■ **WORK ITEM**
Find every line in the entries below that contains the string "exact", and copy each of those lines in full.

----- INPUT DATA

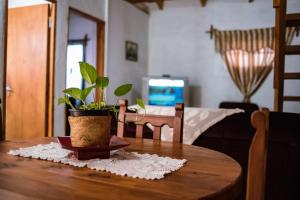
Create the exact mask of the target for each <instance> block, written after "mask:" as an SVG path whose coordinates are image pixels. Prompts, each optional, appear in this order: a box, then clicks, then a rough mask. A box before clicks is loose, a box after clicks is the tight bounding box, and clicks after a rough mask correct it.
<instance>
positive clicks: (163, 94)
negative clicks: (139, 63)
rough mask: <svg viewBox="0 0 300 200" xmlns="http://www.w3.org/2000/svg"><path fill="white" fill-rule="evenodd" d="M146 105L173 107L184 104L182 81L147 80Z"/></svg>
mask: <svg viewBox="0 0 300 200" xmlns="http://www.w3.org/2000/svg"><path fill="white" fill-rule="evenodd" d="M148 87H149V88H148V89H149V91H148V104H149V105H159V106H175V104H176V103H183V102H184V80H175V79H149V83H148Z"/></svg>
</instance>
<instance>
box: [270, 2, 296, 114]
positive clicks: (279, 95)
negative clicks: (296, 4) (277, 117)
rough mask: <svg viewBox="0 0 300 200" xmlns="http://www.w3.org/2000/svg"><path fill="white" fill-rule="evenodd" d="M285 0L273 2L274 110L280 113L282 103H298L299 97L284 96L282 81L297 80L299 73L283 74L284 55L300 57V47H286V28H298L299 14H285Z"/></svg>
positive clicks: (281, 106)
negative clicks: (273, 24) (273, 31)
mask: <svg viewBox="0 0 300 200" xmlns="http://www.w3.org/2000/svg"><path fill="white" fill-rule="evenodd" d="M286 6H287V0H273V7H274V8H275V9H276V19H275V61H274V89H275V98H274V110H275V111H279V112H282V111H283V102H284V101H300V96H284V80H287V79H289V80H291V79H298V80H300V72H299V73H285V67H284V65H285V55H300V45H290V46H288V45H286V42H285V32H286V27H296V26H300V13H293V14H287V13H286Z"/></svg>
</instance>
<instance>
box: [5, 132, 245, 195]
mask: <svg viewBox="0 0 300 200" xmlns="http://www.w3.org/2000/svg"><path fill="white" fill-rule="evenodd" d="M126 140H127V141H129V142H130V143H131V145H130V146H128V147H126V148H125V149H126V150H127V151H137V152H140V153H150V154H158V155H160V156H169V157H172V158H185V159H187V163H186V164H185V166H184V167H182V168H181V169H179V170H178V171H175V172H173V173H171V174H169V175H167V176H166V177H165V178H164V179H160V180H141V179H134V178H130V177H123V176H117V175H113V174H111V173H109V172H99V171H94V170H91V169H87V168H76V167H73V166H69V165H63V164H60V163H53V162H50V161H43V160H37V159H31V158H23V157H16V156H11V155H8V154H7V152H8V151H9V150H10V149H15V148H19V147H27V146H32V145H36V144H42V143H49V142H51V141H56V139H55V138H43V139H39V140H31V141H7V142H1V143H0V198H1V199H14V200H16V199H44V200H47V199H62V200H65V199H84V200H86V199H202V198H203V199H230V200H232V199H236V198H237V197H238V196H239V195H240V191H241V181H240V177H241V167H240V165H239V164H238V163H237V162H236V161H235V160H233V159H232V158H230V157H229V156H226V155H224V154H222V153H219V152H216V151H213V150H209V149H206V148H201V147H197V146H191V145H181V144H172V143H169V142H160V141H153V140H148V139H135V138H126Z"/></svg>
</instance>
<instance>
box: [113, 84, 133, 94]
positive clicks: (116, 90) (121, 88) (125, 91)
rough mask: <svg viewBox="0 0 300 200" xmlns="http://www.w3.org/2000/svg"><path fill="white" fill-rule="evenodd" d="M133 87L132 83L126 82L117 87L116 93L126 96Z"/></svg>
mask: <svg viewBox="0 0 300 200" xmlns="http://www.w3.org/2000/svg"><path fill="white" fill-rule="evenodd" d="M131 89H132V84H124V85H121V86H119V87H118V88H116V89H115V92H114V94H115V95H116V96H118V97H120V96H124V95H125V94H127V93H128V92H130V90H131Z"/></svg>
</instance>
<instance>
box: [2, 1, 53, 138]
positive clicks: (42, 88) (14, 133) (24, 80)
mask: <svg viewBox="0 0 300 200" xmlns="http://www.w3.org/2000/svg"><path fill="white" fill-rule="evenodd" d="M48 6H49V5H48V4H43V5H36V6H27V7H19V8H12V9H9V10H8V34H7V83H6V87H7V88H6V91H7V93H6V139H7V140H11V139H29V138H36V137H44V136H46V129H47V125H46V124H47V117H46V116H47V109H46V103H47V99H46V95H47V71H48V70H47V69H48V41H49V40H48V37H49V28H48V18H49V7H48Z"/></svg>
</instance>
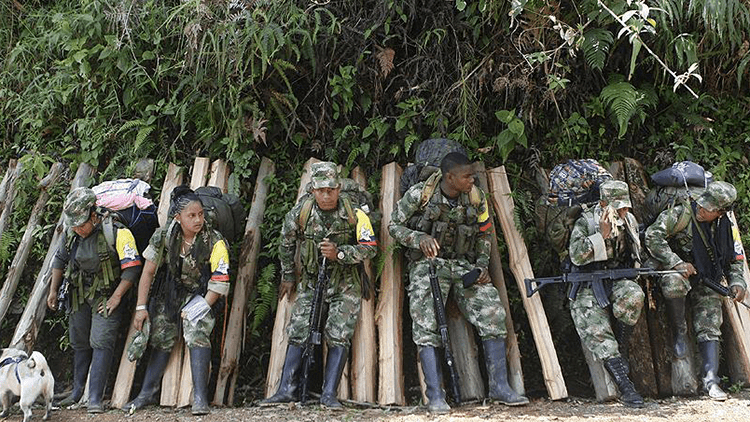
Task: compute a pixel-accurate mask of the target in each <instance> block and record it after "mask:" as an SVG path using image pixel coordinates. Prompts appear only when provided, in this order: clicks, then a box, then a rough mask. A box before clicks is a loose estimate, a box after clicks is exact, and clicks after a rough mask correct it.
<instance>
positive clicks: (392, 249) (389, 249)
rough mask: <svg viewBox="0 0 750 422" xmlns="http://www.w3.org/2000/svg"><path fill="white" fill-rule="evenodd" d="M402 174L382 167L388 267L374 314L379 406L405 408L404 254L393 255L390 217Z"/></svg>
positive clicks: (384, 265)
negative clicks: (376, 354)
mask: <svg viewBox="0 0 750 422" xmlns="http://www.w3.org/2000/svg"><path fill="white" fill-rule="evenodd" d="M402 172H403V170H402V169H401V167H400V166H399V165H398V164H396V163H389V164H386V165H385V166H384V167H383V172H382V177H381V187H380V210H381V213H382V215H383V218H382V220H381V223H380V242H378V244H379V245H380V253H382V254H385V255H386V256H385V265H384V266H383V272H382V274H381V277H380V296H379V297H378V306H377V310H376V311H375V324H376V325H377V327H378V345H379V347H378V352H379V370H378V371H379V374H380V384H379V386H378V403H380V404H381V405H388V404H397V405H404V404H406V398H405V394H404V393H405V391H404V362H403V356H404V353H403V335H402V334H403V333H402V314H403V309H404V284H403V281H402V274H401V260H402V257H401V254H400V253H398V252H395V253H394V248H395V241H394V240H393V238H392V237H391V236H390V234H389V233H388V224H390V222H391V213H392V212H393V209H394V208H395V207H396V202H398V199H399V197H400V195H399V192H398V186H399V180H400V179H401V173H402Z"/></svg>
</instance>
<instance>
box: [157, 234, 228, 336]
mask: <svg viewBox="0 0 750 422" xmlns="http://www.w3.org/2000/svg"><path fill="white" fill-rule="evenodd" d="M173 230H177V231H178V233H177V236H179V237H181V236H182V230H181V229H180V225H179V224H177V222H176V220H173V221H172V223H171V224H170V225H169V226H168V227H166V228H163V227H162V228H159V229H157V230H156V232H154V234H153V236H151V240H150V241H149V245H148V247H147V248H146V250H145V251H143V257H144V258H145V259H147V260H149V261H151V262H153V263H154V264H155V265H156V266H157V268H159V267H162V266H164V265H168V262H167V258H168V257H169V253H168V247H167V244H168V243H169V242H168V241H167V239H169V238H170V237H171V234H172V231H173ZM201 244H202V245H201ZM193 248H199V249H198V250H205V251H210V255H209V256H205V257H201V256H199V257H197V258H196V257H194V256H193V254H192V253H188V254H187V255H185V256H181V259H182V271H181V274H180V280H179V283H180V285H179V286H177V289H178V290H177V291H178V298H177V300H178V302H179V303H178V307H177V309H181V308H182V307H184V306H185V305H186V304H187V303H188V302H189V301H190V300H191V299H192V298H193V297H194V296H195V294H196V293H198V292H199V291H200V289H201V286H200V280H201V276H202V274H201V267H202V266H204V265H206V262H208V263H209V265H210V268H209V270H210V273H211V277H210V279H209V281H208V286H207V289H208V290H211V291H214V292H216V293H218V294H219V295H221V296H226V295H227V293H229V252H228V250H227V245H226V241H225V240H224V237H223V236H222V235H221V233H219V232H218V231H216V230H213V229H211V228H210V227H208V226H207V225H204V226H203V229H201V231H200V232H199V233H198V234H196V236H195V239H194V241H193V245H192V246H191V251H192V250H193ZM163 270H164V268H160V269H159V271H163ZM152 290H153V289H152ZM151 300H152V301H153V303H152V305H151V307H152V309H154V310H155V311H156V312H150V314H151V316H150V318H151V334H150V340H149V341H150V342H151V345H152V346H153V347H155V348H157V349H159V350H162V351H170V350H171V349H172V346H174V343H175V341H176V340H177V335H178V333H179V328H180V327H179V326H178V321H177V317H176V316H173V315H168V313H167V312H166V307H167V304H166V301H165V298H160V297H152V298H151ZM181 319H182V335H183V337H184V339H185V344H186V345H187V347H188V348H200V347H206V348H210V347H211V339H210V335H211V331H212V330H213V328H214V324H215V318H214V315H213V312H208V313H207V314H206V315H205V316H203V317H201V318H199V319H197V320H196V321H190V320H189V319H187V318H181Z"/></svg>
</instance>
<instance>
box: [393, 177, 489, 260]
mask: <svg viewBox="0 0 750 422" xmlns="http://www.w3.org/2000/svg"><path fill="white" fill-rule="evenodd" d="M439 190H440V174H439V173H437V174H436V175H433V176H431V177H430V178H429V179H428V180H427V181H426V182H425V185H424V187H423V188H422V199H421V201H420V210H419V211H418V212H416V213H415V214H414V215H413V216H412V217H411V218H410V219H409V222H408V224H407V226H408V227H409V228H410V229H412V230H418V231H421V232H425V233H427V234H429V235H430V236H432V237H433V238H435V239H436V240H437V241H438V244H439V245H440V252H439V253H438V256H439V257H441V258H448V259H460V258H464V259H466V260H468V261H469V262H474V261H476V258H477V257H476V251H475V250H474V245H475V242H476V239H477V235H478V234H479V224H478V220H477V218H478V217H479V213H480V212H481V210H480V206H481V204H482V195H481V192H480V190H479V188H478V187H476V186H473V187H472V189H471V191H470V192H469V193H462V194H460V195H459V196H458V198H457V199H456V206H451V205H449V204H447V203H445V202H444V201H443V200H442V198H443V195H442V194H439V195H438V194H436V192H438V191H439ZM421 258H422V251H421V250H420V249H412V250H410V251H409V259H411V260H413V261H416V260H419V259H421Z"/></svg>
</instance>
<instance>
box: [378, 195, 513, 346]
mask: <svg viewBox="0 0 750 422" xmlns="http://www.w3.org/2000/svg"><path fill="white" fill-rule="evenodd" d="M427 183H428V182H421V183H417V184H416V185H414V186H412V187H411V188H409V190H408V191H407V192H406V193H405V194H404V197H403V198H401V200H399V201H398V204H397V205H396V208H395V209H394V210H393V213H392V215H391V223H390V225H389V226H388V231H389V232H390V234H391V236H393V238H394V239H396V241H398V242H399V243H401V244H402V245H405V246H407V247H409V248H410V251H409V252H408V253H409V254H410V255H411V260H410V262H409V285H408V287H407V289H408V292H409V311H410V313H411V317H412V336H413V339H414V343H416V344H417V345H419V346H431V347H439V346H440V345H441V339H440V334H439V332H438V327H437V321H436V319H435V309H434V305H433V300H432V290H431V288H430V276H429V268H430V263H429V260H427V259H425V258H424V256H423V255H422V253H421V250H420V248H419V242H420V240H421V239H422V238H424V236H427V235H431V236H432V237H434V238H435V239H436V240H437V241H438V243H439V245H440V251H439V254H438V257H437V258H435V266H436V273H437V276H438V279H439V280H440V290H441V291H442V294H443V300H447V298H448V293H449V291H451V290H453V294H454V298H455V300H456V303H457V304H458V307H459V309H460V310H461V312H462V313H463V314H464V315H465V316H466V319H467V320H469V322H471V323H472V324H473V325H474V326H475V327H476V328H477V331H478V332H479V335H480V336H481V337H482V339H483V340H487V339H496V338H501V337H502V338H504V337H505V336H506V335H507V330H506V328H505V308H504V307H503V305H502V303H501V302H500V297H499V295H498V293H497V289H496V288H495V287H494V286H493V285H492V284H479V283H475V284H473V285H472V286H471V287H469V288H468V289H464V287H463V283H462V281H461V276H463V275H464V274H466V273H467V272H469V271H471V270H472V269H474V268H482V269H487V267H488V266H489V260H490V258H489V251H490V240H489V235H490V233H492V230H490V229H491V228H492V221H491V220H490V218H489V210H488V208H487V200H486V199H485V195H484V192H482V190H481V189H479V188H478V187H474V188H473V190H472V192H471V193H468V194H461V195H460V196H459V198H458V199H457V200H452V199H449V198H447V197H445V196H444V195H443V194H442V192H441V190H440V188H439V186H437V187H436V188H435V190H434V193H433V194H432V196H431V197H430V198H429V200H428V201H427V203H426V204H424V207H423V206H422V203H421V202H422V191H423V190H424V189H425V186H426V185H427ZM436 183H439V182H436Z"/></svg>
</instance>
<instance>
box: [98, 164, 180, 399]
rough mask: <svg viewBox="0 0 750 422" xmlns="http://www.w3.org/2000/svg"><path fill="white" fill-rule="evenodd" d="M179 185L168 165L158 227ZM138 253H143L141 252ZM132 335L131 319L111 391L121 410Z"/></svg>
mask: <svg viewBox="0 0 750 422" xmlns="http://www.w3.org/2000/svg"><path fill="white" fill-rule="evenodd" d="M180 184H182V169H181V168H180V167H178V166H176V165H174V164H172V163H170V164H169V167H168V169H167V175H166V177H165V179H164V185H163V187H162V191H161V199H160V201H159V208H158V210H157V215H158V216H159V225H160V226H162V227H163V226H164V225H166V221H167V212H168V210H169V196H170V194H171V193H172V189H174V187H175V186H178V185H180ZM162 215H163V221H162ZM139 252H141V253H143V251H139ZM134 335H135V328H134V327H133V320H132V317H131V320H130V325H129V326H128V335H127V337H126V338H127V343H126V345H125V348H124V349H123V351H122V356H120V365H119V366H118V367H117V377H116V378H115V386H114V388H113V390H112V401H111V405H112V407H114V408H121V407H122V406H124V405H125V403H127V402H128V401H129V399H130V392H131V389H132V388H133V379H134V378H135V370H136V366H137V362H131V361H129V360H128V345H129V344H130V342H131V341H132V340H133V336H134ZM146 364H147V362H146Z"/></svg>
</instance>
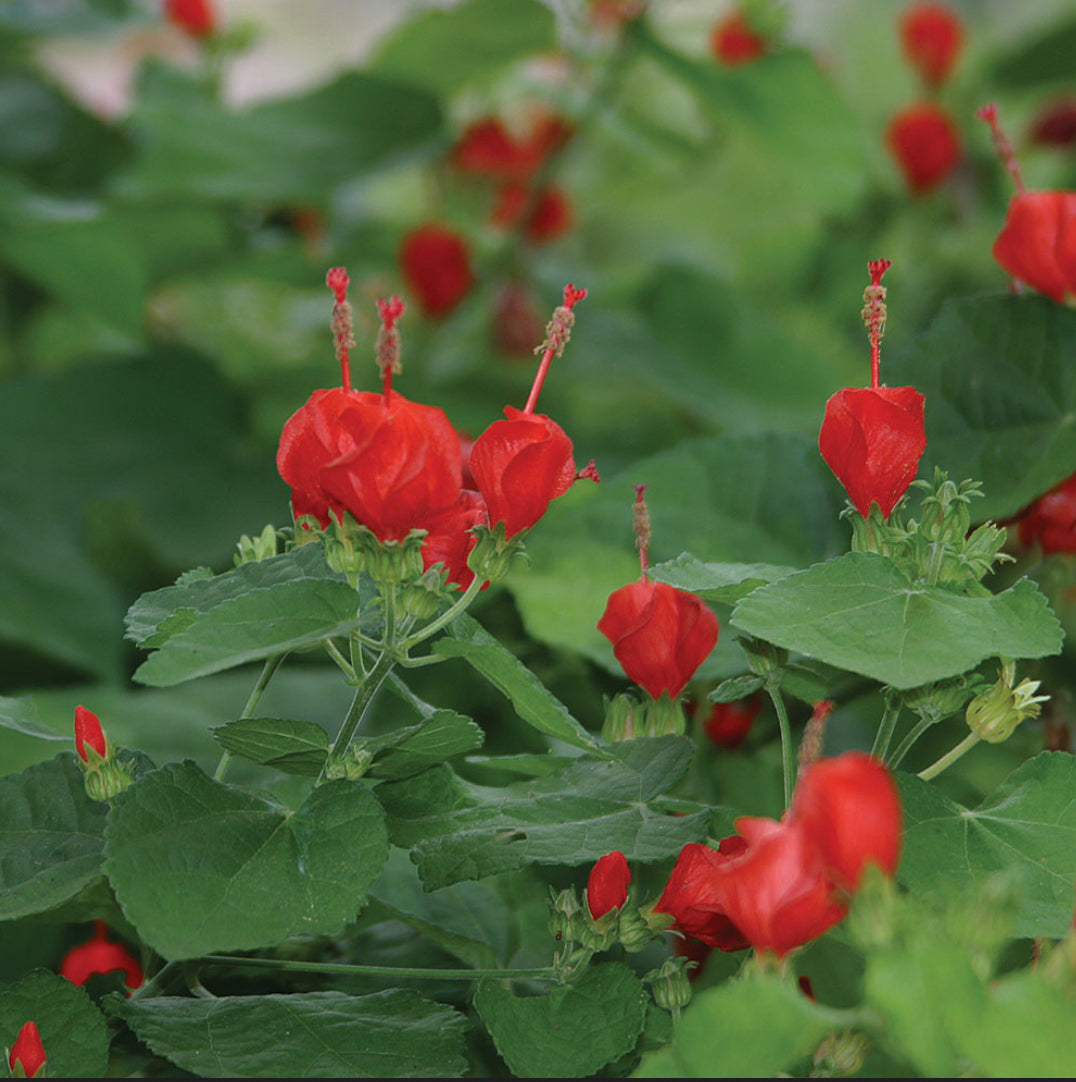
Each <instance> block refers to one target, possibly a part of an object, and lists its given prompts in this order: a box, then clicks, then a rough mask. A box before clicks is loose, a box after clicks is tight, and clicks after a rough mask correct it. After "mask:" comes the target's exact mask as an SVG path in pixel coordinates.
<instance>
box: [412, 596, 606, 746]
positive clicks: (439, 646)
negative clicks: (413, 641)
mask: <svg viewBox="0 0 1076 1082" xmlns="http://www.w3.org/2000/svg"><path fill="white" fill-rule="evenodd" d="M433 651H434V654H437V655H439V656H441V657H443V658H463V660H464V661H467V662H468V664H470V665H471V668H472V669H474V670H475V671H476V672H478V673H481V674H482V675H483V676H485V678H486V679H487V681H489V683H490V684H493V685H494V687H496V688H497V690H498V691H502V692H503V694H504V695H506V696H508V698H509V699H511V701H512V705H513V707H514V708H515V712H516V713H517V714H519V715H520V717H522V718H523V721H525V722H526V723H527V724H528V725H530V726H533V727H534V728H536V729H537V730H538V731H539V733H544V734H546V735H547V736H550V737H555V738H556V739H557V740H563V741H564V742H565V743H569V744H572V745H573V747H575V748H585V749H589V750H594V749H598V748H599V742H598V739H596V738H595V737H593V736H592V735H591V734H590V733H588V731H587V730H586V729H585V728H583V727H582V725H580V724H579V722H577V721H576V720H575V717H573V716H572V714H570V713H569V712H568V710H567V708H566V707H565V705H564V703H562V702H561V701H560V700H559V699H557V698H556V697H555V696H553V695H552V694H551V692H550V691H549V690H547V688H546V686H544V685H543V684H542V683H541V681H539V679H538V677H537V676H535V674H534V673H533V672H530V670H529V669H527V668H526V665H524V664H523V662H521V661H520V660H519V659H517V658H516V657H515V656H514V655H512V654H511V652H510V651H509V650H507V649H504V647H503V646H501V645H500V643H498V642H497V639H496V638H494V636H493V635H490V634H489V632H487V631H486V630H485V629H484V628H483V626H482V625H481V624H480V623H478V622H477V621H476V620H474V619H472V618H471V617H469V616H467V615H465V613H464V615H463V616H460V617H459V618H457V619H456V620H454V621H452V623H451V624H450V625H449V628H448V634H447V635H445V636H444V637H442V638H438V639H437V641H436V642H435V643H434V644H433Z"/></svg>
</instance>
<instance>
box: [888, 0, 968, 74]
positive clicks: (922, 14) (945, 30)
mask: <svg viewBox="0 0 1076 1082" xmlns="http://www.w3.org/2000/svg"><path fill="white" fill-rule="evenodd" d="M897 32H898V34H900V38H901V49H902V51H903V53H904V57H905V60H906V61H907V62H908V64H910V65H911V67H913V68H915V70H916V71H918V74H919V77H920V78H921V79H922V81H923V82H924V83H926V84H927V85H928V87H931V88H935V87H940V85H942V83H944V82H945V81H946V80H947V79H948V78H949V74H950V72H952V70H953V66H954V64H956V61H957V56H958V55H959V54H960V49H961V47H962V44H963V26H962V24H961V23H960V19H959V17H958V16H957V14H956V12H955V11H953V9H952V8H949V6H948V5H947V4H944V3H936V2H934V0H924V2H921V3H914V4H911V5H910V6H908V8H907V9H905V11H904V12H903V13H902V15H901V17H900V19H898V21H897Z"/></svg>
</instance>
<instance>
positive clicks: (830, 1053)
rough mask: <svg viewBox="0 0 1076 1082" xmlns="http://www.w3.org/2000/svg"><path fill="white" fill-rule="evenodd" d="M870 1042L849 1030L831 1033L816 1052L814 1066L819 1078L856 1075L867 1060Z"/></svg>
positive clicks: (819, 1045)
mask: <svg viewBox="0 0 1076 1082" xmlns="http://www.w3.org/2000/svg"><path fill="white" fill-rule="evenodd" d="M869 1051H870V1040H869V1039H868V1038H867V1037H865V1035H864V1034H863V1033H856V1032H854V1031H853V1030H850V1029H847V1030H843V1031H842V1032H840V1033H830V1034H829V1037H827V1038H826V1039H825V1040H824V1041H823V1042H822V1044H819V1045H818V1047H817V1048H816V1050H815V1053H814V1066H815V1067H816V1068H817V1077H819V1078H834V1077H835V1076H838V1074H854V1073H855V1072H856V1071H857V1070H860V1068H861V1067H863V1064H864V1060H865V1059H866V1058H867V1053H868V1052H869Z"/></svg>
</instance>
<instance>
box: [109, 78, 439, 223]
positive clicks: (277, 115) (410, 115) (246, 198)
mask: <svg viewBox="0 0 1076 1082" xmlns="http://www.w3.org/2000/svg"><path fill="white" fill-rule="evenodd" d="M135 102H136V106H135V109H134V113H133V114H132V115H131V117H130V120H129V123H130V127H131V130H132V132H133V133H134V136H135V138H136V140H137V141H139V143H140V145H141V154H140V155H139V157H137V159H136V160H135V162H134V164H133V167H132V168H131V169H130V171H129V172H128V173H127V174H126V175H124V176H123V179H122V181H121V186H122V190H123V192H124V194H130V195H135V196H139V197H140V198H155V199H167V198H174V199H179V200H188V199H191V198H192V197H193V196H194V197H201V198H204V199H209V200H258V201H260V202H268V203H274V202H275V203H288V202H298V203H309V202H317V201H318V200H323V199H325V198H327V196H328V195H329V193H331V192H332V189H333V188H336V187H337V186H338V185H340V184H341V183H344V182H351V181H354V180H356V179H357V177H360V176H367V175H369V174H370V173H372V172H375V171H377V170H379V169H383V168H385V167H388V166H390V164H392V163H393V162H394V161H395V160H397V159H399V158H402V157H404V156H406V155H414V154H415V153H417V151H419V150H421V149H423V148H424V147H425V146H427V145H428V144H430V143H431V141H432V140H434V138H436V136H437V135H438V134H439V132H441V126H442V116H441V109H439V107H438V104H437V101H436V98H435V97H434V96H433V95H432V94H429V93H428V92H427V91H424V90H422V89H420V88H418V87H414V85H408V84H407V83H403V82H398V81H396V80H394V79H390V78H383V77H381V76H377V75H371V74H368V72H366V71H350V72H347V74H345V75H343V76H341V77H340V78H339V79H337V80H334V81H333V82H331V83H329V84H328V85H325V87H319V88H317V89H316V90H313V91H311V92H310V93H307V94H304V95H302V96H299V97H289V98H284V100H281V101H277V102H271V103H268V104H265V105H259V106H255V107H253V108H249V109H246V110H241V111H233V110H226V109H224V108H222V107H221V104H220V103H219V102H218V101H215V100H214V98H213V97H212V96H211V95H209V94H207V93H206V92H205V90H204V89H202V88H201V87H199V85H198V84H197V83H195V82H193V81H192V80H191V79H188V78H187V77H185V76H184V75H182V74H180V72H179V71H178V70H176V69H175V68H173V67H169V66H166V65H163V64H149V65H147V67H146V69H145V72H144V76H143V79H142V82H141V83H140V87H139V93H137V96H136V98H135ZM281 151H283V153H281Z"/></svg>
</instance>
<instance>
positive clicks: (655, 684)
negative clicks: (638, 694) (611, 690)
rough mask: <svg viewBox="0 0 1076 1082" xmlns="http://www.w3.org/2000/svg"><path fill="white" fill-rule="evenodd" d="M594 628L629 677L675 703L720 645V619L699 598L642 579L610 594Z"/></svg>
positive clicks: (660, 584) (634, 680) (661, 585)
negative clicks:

----------

■ **COMPLETED TASK**
Create the exact mask of the target for each <instance> block, written after "mask:" as an SVG path whose coordinates are image pixels. Prompts, each optional, appear in this order: a box, then clicks, then a rough mask. A box before clicks is loose, a box after clicks is the tight bounding box, and clicks after a rough mask correct it.
Task: compute a pixel-accurate mask of the target in each <instance> block and record it after "mask:" as an SVG path using image pixel coordinates. Prompts appear only when provided, in this order: clicks, then a box, then a rough mask. A box before clicks is a loose estimate, a box after clicks is exact, and clicks after a rough mask correct it.
Each <instance> block refers to one target, possibly a part of an object, and lists its given prompts in this order: a box, then clicks, then a rough mask. A box before clicks is loose, a box after clicks is tight, and clicks after a rough mask correct it. After "mask:" comes the target's exact mask as an SVG path in pixel coordinates.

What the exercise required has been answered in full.